— Фрагмент текста —
══════════
Активисты движения «Земля прежде всего!» вы­двигают природу на первое место, ставят ее превыше всякой мелкой «политики». Но вполне может быть, что за самодовольной маскулинностью Дейва Формена (и теоретиками «глубинной экологии», предостере­гающими от радикализма) стоит та же самая хайдеггеровская нерешительность — и последствия вполне могут оказаться весьма схожими.

3. КУЛЬТУРА

Кулъ-ту-ра, ж. Обычно истолковывается как сово­купность обычаев, идей, искусств, моделей поведения и т.д. определенного общества. Часто как синоним употребляют слово «цивилизация», напоминая о том, что культивация — то есть одомашнивание — также входит в объем смыслового значения слова. Ситуационисты в 1960 году говорили: «Культуру можно опре­делить как сочетание способов, посредством которых общество думает о себе и являет себе самое себя». Барт подошел еще ближе к истине, отметив, что куль­тура — это «механизм демонстрации желания. Жела­ние, всегда желание, но никогда — понимание».

Кажется, когда-то культура пользовалась большим уважением; это было что-то, чему надо соответство­вать. Но сейчас заботит не то, почему мы оказались недостойны культуры — важно, почему это она нас подвела. Совершенно определенно что-то мешает нам, не отвечает нашим желаниям; и это все очевид­нее по мере того, как умирает природа — и вокруг, и внутри нас. Культура, противоположность природе, становится противоречивой, угрюмой, выцветшей; мы задыхаемся в сужающемся воздушном пространст­ве символической деятельности. Высокая культура или же низкая, дворец или же амбар — все это одна и та же тюрьма сознания; символическое есть репрес­сивное.

Культура неотделима от возникновения и развития отчуждения, она всегда существует только как компен­сация, подмена настоящего его видимым воплощени­ем. Культура воплощает в себе разрыв между целост­ностью и частями целого, превращающимися в принуждение. Время, язык, число, искусство — все это навязано культурой и давит нас, получив собствен­ную, независимую от нас жизнь.
══════════
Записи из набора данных
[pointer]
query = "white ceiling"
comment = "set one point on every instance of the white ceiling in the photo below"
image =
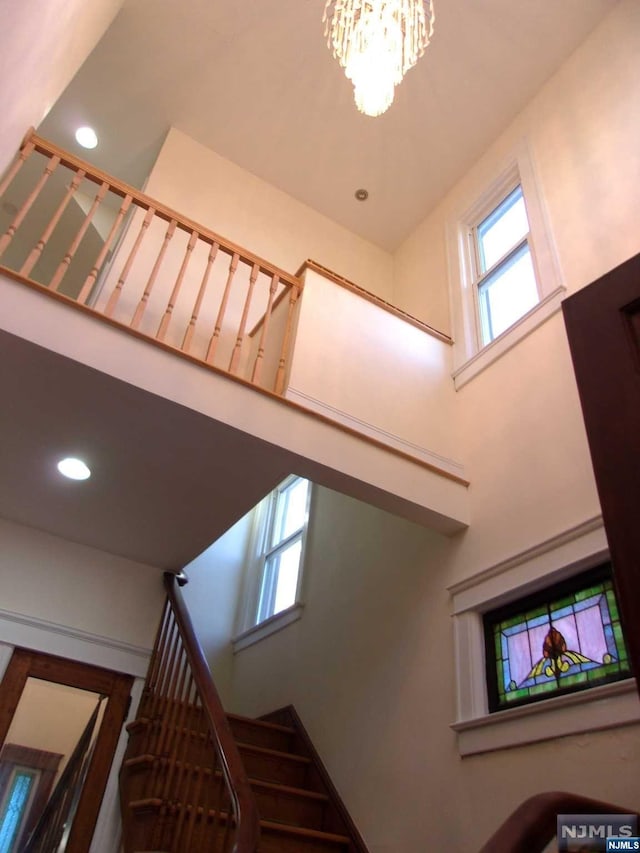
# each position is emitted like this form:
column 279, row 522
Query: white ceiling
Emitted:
column 255, row 81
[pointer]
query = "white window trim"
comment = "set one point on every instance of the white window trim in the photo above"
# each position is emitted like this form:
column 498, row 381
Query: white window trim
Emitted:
column 470, row 356
column 607, row 706
column 248, row 631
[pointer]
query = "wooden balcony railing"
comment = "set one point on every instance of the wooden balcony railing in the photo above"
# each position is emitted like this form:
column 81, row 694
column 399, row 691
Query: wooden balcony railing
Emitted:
column 78, row 232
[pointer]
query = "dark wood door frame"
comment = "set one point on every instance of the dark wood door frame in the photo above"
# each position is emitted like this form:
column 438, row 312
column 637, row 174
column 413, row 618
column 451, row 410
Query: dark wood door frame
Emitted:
column 115, row 686
column 603, row 327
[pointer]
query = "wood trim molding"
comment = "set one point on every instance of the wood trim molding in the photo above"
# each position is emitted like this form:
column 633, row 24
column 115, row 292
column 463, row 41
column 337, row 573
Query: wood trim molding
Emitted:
column 440, row 464
column 371, row 297
column 17, row 629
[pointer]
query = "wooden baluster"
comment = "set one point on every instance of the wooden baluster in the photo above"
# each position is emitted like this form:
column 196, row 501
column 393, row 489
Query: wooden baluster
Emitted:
column 184, row 780
column 49, row 169
column 294, row 292
column 213, row 343
column 36, row 252
column 137, row 317
column 257, row 367
column 73, row 248
column 164, row 323
column 188, row 335
column 18, row 163
column 235, row 355
column 184, row 691
column 113, row 299
column 93, row 275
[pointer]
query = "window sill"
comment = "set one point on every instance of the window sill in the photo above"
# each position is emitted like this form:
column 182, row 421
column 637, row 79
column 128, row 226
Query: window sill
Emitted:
column 269, row 626
column 547, row 306
column 608, row 706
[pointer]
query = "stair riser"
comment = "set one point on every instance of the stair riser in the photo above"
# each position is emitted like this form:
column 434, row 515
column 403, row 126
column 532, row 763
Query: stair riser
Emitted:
column 246, row 732
column 274, row 769
column 291, row 809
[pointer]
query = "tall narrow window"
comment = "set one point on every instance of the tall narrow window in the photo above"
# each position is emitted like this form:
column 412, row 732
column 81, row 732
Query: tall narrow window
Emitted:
column 283, row 547
column 506, row 286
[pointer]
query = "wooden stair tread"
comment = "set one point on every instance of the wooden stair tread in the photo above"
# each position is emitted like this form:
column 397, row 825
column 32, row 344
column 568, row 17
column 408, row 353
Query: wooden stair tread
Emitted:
column 274, row 753
column 263, row 724
column 302, row 832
══════════
Допишите дальше текст о культуре и отчуждении. Начните сразу после его последнего предложения.

Газеты и журналы переполнены стенаниями по по­воду масштабов культурной неграмотности и истори­ческой амнезии — два состояния, которые подчерки­вают общее нездоровье общества. В современную эпоху постмодерна настроения моды колеблются в диапазоне от пустого до зловещего, а в это же время уровень самоубийств, употребления тяжелых нарко­тиков и эмоциональных расстройств продолжает рас­ти. Около года назад я ехал из Беркли в Орегон вме­сте со студенткой последнего курса университета и по пути, после того, как мы поговорили, в частности о 60-х годах, я попросил ее описать собственное поко­ление. Типичными элементами описания оказались секс без любви, растущее употребление героина и «чувство безысходности, скрытое под маской потре­бительства».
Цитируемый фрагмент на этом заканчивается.